Hence, we complete the proof of Theorem 5.2. □

Boundedness of \([b,T_{\alpha }]\) on generalized Morrey space

In this section, we will consider the boundedness of the commutator \([b,T_{\alpha }]\) generated by the \(\widetilde{\mathrm{RBMO}}(\mu )\) function and \(T_{\alpha }\) on generalized Morrey space \(L^{p,\phi }(\mu )\). First, we recall the following definition of the generalized Morrey space given in [14].

Definition 6.1

([15])

Let \(k>1\) and \(1< p<\infty \). Suppose that \(\phi :(0,\infty )\rightarrow (0,\infty )\) is an increasing function. Then the generalized Morrey space \(L^{p,\phi }(\mu )\) is defined by

$$ L^{p,\phi }(\mu ):=\bigl\{ f\in L^{p}_{\mathrm{loc}}(\mu ): \Vert f \Vert _{L^{p,\phi }( \mu )}< \infty \bigr\} , $$

where

$$\begin{aligned}& \Vert f \Vert _{L^{p,\phi }(\mu )}=\sup _{B} \biggl( \frac{1}{\phi (\mu (k B))} \int _{B} \bigl\vert f(x) \bigr\vert ^{p} \,\mathrm{d}\mu (x) \biggr)^{ \frac{1}{p}}. \end{aligned}$$
(6.1)

From [14], Lu and Tao have showed that the norm \(\|\cdot \|_{L^{p,\phi }(\mu )}\) is independent of the choice k for \(k>1\).

The main theorem of this section is stated as follows.

Theorem 6.2

Let\(K_{\alpha }\)satisfy (1.9) and (1.10), \(b\in \widetilde{\mathrm{RBMO}}(\mu )\), \(1< p< q<\infty \), \(\frac{1}{q}=\frac{1}{p}-\alpha \)with\(\alpha \in (0,1)\), andϕbe an increasing function. Suppose that\(T_{\alpha }\)is as in (1.11), the mapping\(t\mapsto \frac{\phi (t)}{t}\)is almost decreasing and there exists a constant\(C>0\)such that

$$\begin{aligned}& \frac{\phi (t)}{t}\leq C\frac{\phi (s)}{s} \end{aligned}$$
(6.2)

▸ **WRITTEN INSTRUCTION 1**:
Answer these questions on the generalized Morrey space passage, marking each answer (a), (b) or (c):
(a) Within what range must p lie in Definition 6.1?
(b) What property must the function φ have in Definition 6.1?
(c) Who showed that the norm does not depend on the choice of k for k>1?
▸ **WRITTEN INSTRUCTION 2**: Please quote the part of the generalized Morrey space passage that opens with the words containing "In this section, we" and closes with "given in [14].".
▸ **WRITTEN INSTRUCTION 3**: List every theorem or definition that the generalized Morrey space passage refers to by number.

(Items listed in a dataset)
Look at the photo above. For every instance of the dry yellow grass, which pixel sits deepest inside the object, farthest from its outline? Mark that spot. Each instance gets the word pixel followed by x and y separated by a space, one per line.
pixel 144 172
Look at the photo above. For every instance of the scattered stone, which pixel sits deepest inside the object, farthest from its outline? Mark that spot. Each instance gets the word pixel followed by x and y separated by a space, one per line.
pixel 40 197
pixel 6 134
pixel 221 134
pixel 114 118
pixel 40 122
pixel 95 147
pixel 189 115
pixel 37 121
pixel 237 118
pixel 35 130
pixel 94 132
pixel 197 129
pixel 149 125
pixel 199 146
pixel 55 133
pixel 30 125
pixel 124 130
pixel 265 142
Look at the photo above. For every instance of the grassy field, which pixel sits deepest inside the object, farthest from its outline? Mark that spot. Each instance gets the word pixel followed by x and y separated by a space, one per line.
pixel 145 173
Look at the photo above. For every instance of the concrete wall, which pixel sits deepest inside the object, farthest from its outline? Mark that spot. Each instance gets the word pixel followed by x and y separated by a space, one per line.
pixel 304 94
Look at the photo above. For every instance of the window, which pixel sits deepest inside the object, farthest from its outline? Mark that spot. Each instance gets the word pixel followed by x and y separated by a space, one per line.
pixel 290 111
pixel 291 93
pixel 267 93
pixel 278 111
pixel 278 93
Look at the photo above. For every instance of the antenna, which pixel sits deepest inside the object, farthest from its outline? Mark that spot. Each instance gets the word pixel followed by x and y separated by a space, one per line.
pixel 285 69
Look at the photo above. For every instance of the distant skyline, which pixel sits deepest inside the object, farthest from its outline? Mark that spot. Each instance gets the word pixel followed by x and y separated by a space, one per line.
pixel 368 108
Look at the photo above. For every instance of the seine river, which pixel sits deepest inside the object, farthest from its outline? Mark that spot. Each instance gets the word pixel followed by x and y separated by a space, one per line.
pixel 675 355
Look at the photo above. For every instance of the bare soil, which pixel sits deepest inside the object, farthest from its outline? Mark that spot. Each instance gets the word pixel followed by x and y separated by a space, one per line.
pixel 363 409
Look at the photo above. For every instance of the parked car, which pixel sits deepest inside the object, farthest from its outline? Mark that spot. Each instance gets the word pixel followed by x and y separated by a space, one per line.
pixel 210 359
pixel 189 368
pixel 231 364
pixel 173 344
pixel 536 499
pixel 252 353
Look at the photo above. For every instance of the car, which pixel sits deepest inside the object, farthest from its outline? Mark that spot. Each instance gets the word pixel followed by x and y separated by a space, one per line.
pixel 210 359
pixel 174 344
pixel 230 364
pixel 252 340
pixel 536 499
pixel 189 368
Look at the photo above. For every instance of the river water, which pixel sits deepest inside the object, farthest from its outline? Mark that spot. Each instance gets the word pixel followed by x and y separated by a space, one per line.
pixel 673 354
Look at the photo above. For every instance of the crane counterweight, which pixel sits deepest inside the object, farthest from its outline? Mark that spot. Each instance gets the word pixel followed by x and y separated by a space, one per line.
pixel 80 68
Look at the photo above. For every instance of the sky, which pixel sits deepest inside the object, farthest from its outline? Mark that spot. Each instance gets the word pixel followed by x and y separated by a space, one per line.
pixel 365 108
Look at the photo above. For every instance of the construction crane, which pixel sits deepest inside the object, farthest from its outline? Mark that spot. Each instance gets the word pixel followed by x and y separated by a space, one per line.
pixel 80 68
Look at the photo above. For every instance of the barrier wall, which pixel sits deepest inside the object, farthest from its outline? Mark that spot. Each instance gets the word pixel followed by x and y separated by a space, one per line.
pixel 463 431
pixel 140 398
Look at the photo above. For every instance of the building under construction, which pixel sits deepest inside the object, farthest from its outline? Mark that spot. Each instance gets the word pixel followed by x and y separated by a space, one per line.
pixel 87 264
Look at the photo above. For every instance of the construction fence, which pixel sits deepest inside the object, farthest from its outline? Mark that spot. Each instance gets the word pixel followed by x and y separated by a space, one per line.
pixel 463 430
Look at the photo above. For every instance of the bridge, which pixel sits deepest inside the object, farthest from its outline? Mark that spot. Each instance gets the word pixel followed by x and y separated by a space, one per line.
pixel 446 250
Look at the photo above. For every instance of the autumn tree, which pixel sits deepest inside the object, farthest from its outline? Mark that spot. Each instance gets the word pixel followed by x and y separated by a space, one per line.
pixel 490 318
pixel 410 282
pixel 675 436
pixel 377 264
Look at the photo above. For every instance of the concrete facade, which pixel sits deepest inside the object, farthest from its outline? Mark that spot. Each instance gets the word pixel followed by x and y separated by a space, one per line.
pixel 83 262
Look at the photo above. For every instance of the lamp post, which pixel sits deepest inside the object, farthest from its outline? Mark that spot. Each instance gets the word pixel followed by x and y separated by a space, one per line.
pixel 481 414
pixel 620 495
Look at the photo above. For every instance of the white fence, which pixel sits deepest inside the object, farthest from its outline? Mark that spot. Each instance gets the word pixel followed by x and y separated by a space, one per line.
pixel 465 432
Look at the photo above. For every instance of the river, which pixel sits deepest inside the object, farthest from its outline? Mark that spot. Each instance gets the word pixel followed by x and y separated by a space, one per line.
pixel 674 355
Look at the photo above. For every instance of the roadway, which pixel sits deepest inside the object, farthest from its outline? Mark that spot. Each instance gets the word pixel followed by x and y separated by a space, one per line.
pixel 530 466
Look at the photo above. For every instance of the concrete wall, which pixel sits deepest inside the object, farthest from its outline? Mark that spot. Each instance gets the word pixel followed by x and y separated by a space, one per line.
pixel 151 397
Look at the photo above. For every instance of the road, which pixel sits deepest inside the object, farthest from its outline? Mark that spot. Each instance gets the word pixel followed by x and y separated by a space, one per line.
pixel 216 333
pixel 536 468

▸ **EXPECTED OUTPUT 1**:
(a) 1 < p < ∞
(b) It is an increasing function from (0,∞) to (0,∞).
(c) Lu and Tao

▸ **EXPECTED OUTPUT 2**:
In this section, we will consider the boundedness of the commutator \([b,T_{\alpha }]\) generated by the \(\widetilde{\mathrm{RBMO}}(\mu )\) function and \(T_{\alpha }\) on generalized Morrey space \(L^{p,\phi }(\mu )\). First, we recall the following definition of the generalized Morrey space given in [14].

▸ **EXPECTED OUTPUT 3**:
Theorem 5.2
Definition 6.1
Theorem 6.2